* **Extract provided**
──────────

Imagine a Shopify store that moves its checkout to the new Thank you and Order status pages. The ad budget stays the same, the creative stays the same, yet the platform ROAS suddenly falls. The marketing team assumes the ads stopped working and starts pausing campaigns.
Most teams react to that drop by changing bids, audiences, or creative first. The real cause often sits one step earlier, inside the checkout tracking that feeds those ad platforms. Every change you make when you customize Shopify checkout can also reshape how those events fire.
This guide shows how checkout tracking can shift after migration and skew your ROAS reporting. You will see what changes, how to test it, and how to confirm the numbers.
Why ROAS Falls After Checkout Migration

Checkout migration can change ROAS reporting when purchase events, pixels, consent settings, or post-purchase scripts behave differently. The ads may still perform, while the attribution path that reports those sales stays incomplete.
Shopify moved checkout customization from checkout.liquid to Checkout Extensibility, which uses app blocks and the Web Pixels API. When that handoff is partial, conversions arrive late, duplicated, or not at all.
A focused review of checkout extensibility tracking shows whether a ROAS drop reflects real ad performance or a broken data path.
What Changed With Checkout Extensibility and Your Tracking?

──────────

(Dataset entries)
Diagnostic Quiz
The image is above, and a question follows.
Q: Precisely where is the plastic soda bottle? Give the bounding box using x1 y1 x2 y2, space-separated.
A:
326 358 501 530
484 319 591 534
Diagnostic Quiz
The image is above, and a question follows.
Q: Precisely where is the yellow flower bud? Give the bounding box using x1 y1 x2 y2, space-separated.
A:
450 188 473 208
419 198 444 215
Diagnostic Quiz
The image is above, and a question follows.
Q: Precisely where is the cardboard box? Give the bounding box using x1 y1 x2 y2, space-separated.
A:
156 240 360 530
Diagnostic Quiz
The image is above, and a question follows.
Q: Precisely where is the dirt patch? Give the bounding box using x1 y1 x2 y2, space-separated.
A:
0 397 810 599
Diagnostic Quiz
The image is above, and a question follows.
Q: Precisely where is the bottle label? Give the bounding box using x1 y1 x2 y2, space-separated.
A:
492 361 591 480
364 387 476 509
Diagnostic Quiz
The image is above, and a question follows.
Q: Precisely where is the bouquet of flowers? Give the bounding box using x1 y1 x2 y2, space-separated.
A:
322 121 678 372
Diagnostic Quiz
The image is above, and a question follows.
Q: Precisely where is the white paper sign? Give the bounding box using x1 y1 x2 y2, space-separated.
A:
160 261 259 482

──────────

Copy the text on Shopify checkout tracking and ROAS word for word, everything from "This guide shows" down to "sales stays incomplete.".

* **Finished exercise**
This guide shows how checkout tracking can shift after migration and skew your ROAS reporting. You will see what changes, how to test it, and how to confirm the numbers.
Why ROAS Falls After Checkout Migration

Checkout migration can change ROAS reporting when purchase events, pixels, consent settings, or post-purchase scripts behave differently. The ads may still perform, while the attribution path that reports those sales stays incomplete.